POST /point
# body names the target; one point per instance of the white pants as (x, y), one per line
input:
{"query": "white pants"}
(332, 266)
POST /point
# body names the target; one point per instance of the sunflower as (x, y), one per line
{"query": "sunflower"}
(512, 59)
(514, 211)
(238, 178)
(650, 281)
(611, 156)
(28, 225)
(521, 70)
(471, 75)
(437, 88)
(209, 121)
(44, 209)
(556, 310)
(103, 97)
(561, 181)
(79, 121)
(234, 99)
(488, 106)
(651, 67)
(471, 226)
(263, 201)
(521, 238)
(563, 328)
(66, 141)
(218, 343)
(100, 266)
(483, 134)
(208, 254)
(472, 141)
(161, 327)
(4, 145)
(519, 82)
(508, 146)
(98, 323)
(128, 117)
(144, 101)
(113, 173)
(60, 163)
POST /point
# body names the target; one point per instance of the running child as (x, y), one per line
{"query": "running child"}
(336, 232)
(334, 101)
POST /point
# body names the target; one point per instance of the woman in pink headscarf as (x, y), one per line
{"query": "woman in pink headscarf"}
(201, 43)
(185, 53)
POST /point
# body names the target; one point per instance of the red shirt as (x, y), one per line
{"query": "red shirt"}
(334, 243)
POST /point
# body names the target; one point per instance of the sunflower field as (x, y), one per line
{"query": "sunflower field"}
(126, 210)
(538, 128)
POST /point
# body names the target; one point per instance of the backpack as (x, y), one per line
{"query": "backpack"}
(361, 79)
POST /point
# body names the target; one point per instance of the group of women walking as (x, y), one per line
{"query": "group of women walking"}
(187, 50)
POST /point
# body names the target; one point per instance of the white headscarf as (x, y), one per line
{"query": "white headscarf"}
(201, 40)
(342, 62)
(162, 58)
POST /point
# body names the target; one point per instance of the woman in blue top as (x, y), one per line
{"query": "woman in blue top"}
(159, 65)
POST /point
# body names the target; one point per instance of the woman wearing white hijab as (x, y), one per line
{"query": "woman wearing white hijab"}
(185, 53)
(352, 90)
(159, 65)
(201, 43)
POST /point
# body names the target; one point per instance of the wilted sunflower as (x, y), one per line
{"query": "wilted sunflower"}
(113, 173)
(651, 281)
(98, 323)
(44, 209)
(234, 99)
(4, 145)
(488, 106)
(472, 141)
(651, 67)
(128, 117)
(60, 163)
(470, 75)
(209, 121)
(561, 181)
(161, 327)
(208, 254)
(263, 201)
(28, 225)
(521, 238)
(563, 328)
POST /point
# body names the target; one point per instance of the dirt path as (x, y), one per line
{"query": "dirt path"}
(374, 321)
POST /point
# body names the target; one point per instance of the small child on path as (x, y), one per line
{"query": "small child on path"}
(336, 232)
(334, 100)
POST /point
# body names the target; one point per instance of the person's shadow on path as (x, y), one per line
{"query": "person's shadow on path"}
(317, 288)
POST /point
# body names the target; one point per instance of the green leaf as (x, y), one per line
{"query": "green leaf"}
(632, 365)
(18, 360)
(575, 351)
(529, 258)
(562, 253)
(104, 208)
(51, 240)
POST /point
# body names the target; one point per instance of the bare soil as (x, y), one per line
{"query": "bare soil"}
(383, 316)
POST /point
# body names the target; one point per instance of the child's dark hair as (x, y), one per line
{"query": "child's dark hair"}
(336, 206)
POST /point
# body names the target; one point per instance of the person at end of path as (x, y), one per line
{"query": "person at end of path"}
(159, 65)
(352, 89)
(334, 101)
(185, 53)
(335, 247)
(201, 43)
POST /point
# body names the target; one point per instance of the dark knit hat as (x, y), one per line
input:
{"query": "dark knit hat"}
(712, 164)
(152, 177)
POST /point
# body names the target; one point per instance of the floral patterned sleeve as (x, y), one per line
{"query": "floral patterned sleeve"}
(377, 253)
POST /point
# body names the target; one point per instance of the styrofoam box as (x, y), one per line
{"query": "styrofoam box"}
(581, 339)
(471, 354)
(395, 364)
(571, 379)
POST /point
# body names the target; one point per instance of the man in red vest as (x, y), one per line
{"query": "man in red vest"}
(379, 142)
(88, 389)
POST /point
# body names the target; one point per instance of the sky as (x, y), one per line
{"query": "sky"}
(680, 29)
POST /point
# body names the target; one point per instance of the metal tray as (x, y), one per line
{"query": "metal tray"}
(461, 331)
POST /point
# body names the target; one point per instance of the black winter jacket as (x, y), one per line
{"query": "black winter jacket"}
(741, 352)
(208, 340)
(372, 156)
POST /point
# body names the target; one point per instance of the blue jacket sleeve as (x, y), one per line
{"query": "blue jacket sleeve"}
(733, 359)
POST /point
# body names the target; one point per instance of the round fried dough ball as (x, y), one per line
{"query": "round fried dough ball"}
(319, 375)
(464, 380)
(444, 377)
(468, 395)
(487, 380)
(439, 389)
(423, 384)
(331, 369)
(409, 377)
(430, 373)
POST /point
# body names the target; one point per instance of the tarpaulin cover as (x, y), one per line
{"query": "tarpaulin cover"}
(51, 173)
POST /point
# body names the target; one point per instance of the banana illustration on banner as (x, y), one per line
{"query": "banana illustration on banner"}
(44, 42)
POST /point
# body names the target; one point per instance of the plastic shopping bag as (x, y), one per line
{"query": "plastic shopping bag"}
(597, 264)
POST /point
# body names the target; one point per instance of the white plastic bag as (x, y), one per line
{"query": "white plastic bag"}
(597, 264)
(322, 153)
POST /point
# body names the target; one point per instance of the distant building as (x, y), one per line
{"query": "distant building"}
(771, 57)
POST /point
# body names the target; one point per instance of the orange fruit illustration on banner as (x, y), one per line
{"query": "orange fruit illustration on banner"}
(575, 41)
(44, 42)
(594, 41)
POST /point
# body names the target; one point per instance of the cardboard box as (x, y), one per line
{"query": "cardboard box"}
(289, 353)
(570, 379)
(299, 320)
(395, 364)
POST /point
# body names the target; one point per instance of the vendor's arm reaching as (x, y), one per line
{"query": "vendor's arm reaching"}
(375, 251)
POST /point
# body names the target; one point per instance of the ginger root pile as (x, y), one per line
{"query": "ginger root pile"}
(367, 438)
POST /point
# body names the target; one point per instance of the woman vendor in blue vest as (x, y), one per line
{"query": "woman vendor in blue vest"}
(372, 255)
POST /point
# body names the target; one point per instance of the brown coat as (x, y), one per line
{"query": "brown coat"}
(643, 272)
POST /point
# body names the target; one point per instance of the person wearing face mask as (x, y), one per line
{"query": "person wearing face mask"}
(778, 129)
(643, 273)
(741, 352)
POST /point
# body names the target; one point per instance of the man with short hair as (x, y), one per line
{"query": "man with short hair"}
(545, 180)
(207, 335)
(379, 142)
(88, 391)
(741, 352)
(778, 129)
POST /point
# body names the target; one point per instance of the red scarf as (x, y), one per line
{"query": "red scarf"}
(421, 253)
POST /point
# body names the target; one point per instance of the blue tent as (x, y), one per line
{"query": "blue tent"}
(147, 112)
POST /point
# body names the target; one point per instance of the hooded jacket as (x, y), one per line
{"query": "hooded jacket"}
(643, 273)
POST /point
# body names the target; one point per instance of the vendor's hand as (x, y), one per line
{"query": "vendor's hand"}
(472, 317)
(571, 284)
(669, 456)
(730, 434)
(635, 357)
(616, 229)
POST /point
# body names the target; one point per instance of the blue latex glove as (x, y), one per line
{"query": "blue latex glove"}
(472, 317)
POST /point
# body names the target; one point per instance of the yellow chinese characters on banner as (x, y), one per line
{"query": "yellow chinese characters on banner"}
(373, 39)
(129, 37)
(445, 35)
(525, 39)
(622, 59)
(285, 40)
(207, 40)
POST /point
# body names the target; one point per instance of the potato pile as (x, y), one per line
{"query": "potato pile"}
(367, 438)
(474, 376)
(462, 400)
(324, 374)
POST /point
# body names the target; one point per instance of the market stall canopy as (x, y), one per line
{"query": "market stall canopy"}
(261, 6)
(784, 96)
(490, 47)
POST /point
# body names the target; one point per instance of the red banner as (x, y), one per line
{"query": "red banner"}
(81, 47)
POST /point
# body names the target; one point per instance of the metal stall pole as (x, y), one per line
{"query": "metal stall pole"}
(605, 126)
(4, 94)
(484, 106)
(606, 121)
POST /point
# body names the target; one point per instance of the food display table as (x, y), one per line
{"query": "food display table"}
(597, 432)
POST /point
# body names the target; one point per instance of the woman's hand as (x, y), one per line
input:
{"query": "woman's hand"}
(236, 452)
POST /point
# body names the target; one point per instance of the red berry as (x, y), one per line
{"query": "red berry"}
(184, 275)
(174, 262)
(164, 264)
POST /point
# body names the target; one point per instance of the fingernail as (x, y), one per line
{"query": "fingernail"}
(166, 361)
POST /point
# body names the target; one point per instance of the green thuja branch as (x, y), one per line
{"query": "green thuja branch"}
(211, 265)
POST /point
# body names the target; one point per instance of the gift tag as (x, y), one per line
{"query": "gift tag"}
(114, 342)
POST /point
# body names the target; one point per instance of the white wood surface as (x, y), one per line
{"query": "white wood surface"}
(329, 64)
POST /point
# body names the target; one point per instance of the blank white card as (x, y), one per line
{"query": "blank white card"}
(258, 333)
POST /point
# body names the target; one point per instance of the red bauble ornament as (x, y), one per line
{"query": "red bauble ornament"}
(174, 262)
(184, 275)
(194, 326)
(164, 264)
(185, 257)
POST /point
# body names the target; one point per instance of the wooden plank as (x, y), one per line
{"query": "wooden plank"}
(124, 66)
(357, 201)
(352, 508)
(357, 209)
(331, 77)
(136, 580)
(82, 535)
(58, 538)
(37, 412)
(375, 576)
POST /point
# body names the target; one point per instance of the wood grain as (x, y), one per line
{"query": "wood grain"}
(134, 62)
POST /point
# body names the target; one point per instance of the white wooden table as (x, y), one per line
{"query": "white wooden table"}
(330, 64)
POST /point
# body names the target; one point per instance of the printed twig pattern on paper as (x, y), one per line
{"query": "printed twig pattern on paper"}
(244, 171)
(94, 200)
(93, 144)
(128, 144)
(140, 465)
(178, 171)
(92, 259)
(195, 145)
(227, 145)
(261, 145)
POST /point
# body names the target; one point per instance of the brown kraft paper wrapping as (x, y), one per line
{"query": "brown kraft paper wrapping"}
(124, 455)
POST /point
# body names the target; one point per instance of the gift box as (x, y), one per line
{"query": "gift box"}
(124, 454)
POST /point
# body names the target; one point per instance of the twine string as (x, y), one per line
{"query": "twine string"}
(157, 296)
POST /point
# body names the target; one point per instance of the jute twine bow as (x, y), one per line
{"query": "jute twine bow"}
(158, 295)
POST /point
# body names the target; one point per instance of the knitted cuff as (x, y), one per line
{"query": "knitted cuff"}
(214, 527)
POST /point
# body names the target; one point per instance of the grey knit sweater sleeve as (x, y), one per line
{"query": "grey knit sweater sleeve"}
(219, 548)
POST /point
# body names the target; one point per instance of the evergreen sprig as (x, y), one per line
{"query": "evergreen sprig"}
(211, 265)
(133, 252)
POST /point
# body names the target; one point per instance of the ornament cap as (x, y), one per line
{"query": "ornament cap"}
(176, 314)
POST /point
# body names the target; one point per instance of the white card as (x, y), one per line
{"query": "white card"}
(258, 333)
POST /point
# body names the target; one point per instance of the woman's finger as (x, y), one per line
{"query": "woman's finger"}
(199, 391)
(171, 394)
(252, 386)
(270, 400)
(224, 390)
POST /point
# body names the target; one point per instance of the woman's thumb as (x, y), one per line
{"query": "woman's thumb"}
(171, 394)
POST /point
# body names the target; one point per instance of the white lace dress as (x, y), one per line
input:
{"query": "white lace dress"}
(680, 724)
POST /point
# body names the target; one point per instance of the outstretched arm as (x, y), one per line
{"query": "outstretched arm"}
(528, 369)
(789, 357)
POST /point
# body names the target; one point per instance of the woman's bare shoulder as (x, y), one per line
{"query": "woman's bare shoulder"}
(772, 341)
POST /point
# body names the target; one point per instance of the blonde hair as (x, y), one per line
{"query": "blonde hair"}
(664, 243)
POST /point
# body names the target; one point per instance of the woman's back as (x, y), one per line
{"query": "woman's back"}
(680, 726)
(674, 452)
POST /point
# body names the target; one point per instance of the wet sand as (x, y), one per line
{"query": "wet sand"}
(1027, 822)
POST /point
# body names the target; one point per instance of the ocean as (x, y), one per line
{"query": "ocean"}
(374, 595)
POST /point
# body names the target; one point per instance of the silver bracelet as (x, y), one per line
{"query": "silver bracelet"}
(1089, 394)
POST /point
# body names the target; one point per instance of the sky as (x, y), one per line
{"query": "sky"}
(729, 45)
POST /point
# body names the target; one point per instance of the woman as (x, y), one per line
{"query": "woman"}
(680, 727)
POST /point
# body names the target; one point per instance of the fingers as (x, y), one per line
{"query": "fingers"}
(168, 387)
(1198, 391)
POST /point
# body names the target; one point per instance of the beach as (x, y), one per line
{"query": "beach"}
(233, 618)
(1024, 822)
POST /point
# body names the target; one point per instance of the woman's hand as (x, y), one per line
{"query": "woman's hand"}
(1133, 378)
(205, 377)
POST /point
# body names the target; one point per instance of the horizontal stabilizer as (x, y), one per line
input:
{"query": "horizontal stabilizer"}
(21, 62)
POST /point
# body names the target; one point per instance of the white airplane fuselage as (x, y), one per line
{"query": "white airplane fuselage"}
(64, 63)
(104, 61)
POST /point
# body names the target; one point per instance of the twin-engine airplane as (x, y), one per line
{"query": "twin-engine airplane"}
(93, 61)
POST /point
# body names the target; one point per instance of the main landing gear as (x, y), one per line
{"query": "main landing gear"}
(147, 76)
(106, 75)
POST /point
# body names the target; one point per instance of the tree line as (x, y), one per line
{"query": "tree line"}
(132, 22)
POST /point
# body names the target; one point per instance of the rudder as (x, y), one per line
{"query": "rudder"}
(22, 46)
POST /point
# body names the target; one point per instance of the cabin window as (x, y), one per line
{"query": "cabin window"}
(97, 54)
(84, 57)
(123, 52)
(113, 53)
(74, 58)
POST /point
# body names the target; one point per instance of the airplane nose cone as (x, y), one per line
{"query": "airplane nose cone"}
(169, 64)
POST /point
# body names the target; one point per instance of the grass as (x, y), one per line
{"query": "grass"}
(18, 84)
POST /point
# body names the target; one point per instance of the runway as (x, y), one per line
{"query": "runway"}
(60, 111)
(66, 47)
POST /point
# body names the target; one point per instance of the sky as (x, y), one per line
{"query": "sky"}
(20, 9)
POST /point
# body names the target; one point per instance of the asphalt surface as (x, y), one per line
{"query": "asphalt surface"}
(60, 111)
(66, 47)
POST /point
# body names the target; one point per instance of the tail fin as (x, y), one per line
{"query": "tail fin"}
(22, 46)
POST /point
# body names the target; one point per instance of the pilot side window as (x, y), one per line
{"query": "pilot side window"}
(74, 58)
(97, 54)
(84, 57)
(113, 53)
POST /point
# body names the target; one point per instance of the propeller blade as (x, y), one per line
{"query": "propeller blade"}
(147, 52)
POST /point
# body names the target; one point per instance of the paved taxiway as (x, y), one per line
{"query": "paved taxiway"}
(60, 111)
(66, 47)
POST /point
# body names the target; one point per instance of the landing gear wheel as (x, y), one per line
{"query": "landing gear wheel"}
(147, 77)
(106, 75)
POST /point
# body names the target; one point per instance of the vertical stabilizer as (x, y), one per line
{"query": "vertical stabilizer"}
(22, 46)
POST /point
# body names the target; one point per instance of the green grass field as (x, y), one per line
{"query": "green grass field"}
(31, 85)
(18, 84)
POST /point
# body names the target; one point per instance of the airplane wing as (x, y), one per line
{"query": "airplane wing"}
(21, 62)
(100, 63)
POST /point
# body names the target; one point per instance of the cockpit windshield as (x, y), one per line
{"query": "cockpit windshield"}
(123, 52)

———

■ **Activity**: Copy the lines from the start of the data verbatim, stopping after the line containing "pink headscarf as (x, y), one per line".

■ **Solution to this problem**:
POST /point
# body names the target; one point per instance of the white pants as (x, y), one per line
input:
{"query": "white pants"}
(332, 266)
POST /point
# body names the target; one point per instance of the sunflower as (x, y), one per line
{"query": "sunflower"}
(512, 59)
(514, 211)
(238, 178)
(650, 281)
(611, 156)
(28, 225)
(521, 70)
(471, 75)
(437, 88)
(209, 121)
(44, 209)
(556, 310)
(103, 97)
(561, 181)
(79, 121)
(234, 99)
(488, 106)
(651, 67)
(471, 226)
(263, 201)
(521, 238)
(563, 328)
(66, 141)
(218, 343)
(100, 266)
(483, 134)
(208, 254)
(472, 141)
(161, 327)
(4, 145)
(519, 82)
(508, 146)
(98, 323)
(128, 117)
(144, 101)
(113, 173)
(60, 163)
POST /point
# body names the target; one point per instance of the running child as (x, y), one per line
{"query": "running child"}
(336, 232)
(334, 101)
POST /point
# body names the target; one point per instance of the woman in pink headscarf as (x, y), one per line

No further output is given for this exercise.